Written exercise: Quote in full each line of the listing below that contains the string "rule". Case counts.

Recorded data:
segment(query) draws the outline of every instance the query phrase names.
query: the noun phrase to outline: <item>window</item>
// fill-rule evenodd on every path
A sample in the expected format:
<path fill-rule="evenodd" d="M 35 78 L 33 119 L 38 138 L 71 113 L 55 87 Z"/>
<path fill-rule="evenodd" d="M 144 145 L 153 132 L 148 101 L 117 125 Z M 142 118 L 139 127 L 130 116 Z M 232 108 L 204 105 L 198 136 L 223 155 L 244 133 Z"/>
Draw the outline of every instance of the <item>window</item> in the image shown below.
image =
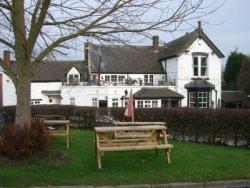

Task response:
// fill-rule evenodd on every path
<path fill-rule="evenodd" d="M 35 78 L 33 119 L 38 138 L 71 113 L 55 87 Z"/>
<path fill-rule="evenodd" d="M 144 145 L 153 132 L 148 101 L 117 125 Z M 142 118 L 139 127 L 130 116 Z M 232 108 L 204 105 L 198 136 L 223 155 L 244 133 Z"/>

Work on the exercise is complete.